Records from a dataset
::::

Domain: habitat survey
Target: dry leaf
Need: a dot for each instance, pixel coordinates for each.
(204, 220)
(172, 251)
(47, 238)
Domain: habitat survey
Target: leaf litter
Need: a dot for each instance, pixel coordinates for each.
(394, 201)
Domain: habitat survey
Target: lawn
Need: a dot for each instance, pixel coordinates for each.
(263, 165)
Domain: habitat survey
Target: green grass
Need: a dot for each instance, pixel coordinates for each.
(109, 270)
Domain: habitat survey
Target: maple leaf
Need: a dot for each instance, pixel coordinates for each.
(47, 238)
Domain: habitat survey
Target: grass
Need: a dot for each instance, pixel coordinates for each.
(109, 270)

::::

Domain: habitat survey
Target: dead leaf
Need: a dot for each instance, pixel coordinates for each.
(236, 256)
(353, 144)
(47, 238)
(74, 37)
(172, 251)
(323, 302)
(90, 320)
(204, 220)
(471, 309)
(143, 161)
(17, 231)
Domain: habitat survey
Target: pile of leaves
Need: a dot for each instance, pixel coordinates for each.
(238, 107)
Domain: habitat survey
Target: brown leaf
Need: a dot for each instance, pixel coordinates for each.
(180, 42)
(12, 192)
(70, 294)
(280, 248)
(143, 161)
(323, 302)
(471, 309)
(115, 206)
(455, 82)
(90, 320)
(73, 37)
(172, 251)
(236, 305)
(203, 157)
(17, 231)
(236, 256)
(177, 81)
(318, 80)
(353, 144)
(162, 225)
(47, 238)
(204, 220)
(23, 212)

::::

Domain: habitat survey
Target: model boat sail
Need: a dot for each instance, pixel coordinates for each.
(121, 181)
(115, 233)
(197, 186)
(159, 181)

::::

▶ **What the exercise asks**
Collect every line of the data above that contains the string "Target".

▶ **Exercise response**
Target: dry leaf
Target: leaf litter
Target: lawn
Target: green grass
Target: maple leaf
Target: grass
Target: dead leaf
Target: pile of leaves
Target: brown leaf
Target: model boat sail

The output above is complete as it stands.